КОРОТКОЕ ЗАДАНИЕ ->
Воспроизведите слово в слово часть текста о сахалинском областном радио: всё, начиная со слов «Областное радио на» и вниз до слов «но явно помягче.» включительно.
##### ФРАГМЕНТ ДОКУМЕНТА #####
Областное радио на Сахалине было заведением убогим: домишко в несколько комнатушек со скрипучими половицами, колченогими столами, обшарпанными, как шарманки, ящиками записывающей аппаратуры. И люди "второго сорта", не газетчики с полетом и надеждами на карьеру и судьбу: проштрафившиеся или неудачники с самого рождения. Но меня и В.X. встретили хорошо - мы были помоложе, работа нам давалась легко, да и не дорожили мы ею; через полгода испуг окончательно прошел, времена стали смутными, но явно помягче.
Вот тогда-то на радио и появился знакомый мне К.П.О. - по решению обкома перевели из газеты на укрепление, заменив милого и беспомощного человека - прежнего председателя. Встреча не предвещала лично мне ничего доброго, но он был со мной сух, официален, сделал вид, что не знаком.
##### ИЗВЛЕЧЁННЫЕ ДАННЫЕ #####
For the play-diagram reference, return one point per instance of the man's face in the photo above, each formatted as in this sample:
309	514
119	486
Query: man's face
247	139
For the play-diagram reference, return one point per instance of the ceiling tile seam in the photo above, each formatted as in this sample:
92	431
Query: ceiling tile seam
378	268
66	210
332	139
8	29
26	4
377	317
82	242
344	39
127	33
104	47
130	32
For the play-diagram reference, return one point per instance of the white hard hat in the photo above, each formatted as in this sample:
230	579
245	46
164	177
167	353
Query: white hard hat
#####
РЕШЕНИЕ ЗАДАНИЯ ->
Областное радио на Сахалине было заведением убогим: домишко в несколько комнатушек со скрипучими половицами, колченогими столами, обшарпанными, как шарманки, ящиками записывающей аппаратуры. И люди "второго сорта", не газетчики с полетом и надеждами на карьеру и судьбу: проштрафившиеся или неудачники с самого рождения. Но меня и В.X. встретили хорошо - мы были помоложе, работа нам давалась легко, да и не дорожили мы ею; через полгода испуг окончательно прошел, времена стали смутными, но явно помягче.